Collect every line in the records below that contains the string "query", and copy each one out. Case counts.

--- start Records shown ---

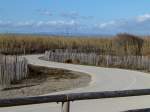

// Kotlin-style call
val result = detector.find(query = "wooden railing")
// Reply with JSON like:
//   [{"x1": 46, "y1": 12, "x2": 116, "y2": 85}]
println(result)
[{"x1": 0, "y1": 89, "x2": 150, "y2": 112}]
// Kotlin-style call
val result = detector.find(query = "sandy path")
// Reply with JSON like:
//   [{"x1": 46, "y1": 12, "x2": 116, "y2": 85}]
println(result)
[{"x1": 0, "y1": 55, "x2": 150, "y2": 112}]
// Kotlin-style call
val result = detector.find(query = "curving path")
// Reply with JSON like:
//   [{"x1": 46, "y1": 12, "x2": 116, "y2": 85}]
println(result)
[{"x1": 0, "y1": 55, "x2": 150, "y2": 112}]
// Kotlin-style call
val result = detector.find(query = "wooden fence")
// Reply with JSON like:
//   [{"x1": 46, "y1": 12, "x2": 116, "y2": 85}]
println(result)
[
  {"x1": 44, "y1": 50, "x2": 150, "y2": 71},
  {"x1": 0, "y1": 55, "x2": 28, "y2": 89},
  {"x1": 0, "y1": 89, "x2": 150, "y2": 112}
]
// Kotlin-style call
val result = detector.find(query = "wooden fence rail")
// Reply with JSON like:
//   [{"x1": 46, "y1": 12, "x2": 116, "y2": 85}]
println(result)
[{"x1": 0, "y1": 89, "x2": 150, "y2": 112}]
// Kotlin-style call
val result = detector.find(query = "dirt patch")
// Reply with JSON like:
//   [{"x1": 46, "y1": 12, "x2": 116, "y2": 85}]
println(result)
[{"x1": 0, "y1": 65, "x2": 91, "y2": 98}]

--- end Records shown ---

Problem solution:
val result = detector.find(query = "wooden railing")
val result = detector.find(query = "sandy path")
val result = detector.find(query = "curving path")
val result = detector.find(query = "wooden fence")
val result = detector.find(query = "wooden fence rail")
val result = detector.find(query = "dirt patch")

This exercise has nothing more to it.